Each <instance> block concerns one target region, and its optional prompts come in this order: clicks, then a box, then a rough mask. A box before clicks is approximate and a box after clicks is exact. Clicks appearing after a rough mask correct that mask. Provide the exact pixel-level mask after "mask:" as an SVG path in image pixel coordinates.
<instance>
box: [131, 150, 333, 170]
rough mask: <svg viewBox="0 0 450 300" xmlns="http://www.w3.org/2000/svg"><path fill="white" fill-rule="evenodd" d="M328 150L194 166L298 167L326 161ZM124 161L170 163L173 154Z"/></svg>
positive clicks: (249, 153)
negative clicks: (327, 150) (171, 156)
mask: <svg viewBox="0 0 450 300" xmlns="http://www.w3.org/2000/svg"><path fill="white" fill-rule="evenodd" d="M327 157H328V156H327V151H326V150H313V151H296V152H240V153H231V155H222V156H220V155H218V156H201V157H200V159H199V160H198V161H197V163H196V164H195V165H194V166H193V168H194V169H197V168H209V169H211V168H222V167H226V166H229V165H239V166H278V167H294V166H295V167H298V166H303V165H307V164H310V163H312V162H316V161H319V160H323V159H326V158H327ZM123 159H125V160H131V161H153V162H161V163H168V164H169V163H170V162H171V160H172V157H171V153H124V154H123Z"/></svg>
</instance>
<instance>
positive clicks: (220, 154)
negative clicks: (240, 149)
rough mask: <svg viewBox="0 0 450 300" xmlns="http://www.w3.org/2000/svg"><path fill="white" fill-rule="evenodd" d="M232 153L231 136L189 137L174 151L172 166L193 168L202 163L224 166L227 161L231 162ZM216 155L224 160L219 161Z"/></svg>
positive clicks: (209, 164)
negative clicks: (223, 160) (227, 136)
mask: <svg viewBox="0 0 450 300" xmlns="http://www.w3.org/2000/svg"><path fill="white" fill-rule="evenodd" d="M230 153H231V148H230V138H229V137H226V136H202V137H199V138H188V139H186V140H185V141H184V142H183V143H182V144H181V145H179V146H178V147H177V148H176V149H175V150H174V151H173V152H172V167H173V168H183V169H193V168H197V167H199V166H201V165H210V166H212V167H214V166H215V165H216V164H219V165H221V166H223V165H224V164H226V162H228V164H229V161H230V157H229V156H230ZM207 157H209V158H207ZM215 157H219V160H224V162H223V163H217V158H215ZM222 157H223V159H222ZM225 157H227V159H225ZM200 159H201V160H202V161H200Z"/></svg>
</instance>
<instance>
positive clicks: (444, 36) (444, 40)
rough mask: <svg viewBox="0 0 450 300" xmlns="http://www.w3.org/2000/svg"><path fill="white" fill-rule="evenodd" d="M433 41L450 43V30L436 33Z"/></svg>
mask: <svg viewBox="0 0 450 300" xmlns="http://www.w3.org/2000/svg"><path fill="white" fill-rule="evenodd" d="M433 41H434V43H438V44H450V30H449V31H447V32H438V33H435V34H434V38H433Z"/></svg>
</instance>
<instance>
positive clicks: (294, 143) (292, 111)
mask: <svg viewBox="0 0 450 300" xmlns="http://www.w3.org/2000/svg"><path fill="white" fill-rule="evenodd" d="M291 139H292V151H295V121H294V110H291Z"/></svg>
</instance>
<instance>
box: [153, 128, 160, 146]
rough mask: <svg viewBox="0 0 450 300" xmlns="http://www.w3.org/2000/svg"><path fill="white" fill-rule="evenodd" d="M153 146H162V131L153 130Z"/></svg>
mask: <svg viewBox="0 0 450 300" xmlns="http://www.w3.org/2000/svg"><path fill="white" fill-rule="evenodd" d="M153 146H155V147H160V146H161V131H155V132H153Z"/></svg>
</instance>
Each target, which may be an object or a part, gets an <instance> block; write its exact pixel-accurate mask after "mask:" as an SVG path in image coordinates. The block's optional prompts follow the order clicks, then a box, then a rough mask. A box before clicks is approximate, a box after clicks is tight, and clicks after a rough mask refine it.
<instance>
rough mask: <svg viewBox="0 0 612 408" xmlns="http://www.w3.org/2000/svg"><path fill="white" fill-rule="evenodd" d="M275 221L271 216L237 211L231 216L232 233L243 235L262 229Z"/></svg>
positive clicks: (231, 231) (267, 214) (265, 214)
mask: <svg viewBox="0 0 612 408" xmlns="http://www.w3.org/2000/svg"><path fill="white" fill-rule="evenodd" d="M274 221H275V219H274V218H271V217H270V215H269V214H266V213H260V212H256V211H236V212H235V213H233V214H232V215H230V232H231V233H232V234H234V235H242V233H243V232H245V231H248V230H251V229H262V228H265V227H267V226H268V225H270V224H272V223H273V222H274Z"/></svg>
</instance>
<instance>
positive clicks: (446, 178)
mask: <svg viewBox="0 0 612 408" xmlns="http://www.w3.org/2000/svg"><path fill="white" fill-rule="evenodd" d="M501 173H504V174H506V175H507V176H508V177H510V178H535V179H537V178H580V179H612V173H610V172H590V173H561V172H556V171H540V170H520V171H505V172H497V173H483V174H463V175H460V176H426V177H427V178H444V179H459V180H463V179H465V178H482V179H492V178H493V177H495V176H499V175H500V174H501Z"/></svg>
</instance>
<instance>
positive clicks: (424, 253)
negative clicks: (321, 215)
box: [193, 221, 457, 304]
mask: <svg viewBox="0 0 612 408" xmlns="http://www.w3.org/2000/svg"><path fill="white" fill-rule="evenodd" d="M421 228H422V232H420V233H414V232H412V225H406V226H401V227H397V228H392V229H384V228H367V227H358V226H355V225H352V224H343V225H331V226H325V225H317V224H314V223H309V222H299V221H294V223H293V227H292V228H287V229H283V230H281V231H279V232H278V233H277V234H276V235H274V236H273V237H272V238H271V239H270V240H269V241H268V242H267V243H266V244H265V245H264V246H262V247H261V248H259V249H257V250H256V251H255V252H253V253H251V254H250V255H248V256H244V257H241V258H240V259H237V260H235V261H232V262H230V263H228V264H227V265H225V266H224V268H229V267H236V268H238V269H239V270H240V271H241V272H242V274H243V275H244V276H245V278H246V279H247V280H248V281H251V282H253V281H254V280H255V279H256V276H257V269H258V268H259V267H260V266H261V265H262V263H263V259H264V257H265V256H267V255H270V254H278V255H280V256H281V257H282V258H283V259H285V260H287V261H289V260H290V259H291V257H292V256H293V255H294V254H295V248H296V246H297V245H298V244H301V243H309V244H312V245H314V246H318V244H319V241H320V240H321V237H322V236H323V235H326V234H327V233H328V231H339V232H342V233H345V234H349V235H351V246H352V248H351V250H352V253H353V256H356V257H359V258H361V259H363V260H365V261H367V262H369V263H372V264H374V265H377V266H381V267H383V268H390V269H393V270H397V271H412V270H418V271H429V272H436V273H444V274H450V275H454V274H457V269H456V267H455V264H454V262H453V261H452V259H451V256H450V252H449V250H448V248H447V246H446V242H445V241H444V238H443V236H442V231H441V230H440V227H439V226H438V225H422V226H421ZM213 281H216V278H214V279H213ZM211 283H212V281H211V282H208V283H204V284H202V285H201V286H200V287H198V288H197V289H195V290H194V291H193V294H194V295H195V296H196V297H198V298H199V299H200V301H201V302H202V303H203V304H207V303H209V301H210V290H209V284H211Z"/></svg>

▶ TASK TO COMPLETE
Set down the entries again, exactly as they stand above.

▶ EXERCISE ANSWER
Each <instance> block concerns one target region, and its optional prompts come in this order: clicks, then a box, then a rough mask. A box before clicks is approximate and a box after clicks is exact. Clicks appearing after a rough mask correct that mask. Provide the exact pixel-level mask after "mask:" as an SVG path in image pixel coordinates.
<instance>
box: [131, 150, 333, 170]
rough mask: <svg viewBox="0 0 450 300" xmlns="http://www.w3.org/2000/svg"><path fill="white" fill-rule="evenodd" d="M328 150L194 166L298 167L326 161ZM124 161L170 163L173 154Z"/></svg>
positive clicks: (249, 153)
negative clicks: (327, 150) (171, 156)
mask: <svg viewBox="0 0 450 300" xmlns="http://www.w3.org/2000/svg"><path fill="white" fill-rule="evenodd" d="M327 157H328V156H327V151H326V150H313V151H296V152H240V153H231V155H222V156H220V155H218V156H201V157H200V159H199V160H198V161H197V163H196V164H195V165H194V166H193V168H194V169H197V168H209V169H211V168H222V167H226V166H229V165H239V166H278V167H294V166H295V167H298V166H303V165H307V164H310V163H312V162H316V161H319V160H323V159H326V158H327ZM123 159H125V160H131V161H153V162H161V163H168V164H169V163H170V162H171V160H172V157H171V153H124V154H123Z"/></svg>
</instance>
<instance>
positive clicks: (220, 154)
negative clicks: (240, 149)
rough mask: <svg viewBox="0 0 450 300" xmlns="http://www.w3.org/2000/svg"><path fill="white" fill-rule="evenodd" d="M232 153L231 136L189 137L174 151L172 166L193 168L202 163L224 166L227 161L231 162ZM216 155L224 160L219 161Z"/></svg>
positive clicks: (209, 164)
negative clicks: (223, 160) (227, 136)
mask: <svg viewBox="0 0 450 300" xmlns="http://www.w3.org/2000/svg"><path fill="white" fill-rule="evenodd" d="M230 153H231V148H230V138H229V137H226V136H202V137H199V138H188V139H186V140H185V141H184V142H183V143H182V144H181V145H179V146H178V147H177V148H176V149H175V150H174V151H173V152H172V167H173V168H183V169H193V168H197V167H199V166H201V165H210V166H212V167H214V166H215V165H216V164H219V165H221V166H223V165H224V164H226V162H228V164H229V161H230V157H229V156H230ZM207 157H209V158H207ZM215 157H219V160H224V162H223V163H217V158H215ZM222 157H223V159H222ZM225 157H227V159H225ZM200 159H201V160H202V161H200Z"/></svg>
</instance>
<instance>
positive clicks: (444, 36) (444, 40)
rough mask: <svg viewBox="0 0 450 300" xmlns="http://www.w3.org/2000/svg"><path fill="white" fill-rule="evenodd" d="M433 41L450 43V30L436 33Z"/></svg>
mask: <svg viewBox="0 0 450 300" xmlns="http://www.w3.org/2000/svg"><path fill="white" fill-rule="evenodd" d="M433 41H434V43H438V44H450V30H449V31H447V32H438V33H435V34H434V38H433Z"/></svg>
</instance>
<instance>
positive clicks: (294, 143) (292, 111)
mask: <svg viewBox="0 0 450 300" xmlns="http://www.w3.org/2000/svg"><path fill="white" fill-rule="evenodd" d="M291 139H292V151H295V121H294V110H291Z"/></svg>
</instance>
<instance>
box: [153, 128, 160, 146]
rough mask: <svg viewBox="0 0 450 300" xmlns="http://www.w3.org/2000/svg"><path fill="white" fill-rule="evenodd" d="M153 146H162V131L153 130Z"/></svg>
mask: <svg viewBox="0 0 450 300" xmlns="http://www.w3.org/2000/svg"><path fill="white" fill-rule="evenodd" d="M153 146H155V147H160V146H161V131H155V132H153Z"/></svg>
</instance>
Each target, which may be an object or a part, gets an <instance> block; write its exact pixel-accurate mask after "mask:" as an SVG path in image coordinates. The block's optional prompts follow the order clicks, then a box, then a rough mask. A box before clicks is approximate, a box after clicks is tight, and clicks after a rough mask refine it.
<instance>
rough mask: <svg viewBox="0 0 612 408" xmlns="http://www.w3.org/2000/svg"><path fill="white" fill-rule="evenodd" d="M275 221L271 216L237 211L231 216L232 233L243 235L262 229Z"/></svg>
positive clicks: (231, 231) (267, 214) (265, 214)
mask: <svg viewBox="0 0 612 408" xmlns="http://www.w3.org/2000/svg"><path fill="white" fill-rule="evenodd" d="M274 221H275V219H274V218H271V217H270V215H269V214H266V213H260V212H256V211H236V212H235V213H233V214H232V215H230V232H231V233H232V234H234V235H242V233H243V232H245V231H248V230H251V229H262V228H265V227H267V226H268V225H270V224H272V223H273V222H274Z"/></svg>
</instance>
<instance>
positive clicks: (446, 178)
mask: <svg viewBox="0 0 612 408" xmlns="http://www.w3.org/2000/svg"><path fill="white" fill-rule="evenodd" d="M501 173H504V174H506V175H507V176H508V177H510V178H535V179H537V178H580V179H612V173H610V172H590V173H561V172H556V171H540V170H520V171H505V172H497V173H483V174H463V175H460V176H426V177H427V178H444V179H459V180H463V179H465V178H482V179H492V178H493V177H495V176H499V175H500V174H501Z"/></svg>
</instance>
<instance>
positive clicks: (424, 253)
negative clicks: (321, 215)
box: [193, 221, 457, 304]
mask: <svg viewBox="0 0 612 408" xmlns="http://www.w3.org/2000/svg"><path fill="white" fill-rule="evenodd" d="M421 228H422V232H420V233H414V232H412V225H406V226H401V227H397V228H392V229H384V228H367V227H358V226H355V225H352V224H343V225H331V226H325V225H317V224H314V223H309V222H299V221H294V223H293V227H292V228H287V229H283V230H281V231H279V232H278V233H277V234H276V235H274V236H273V237H272V238H271V239H270V240H269V241H268V242H267V243H266V244H265V245H264V246H262V247H261V248H259V249H257V250H256V251H255V252H253V253H251V254H250V255H248V256H244V257H241V258H240V259H237V260H235V261H232V262H230V263H228V264H227V265H225V266H224V268H229V267H236V268H238V269H239V270H240V271H241V272H242V274H243V275H244V276H245V278H246V279H247V280H248V281H251V282H253V281H254V280H255V279H256V276H257V269H258V268H259V267H260V266H261V265H262V263H263V259H264V257H265V256H267V255H270V254H278V255H280V256H281V257H282V258H283V259H285V260H287V261H289V260H290V259H291V257H292V256H293V255H294V254H295V248H296V246H297V245H298V244H301V243H309V244H312V245H314V246H318V244H319V241H320V240H321V237H322V236H323V235H326V234H327V233H328V231H339V232H342V233H345V234H349V235H351V246H352V248H351V250H352V253H353V256H356V257H359V258H361V259H363V260H365V261H367V262H369V263H372V264H374V265H377V266H381V267H383V268H390V269H393V270H397V271H412V270H418V271H429V272H436V273H444V274H450V275H454V274H457V269H456V267H455V264H454V262H453V261H452V259H451V256H450V252H449V250H448V248H447V246H446V242H445V241H444V238H443V236H442V231H441V230H440V227H439V226H438V225H422V226H421ZM213 281H216V278H214V279H213ZM211 283H212V281H211V282H208V283H204V284H202V285H201V286H200V287H198V288H197V289H195V290H194V291H193V294H194V295H195V296H196V297H198V298H199V299H200V301H201V302H202V303H203V304H207V303H209V301H210V290H209V284H211Z"/></svg>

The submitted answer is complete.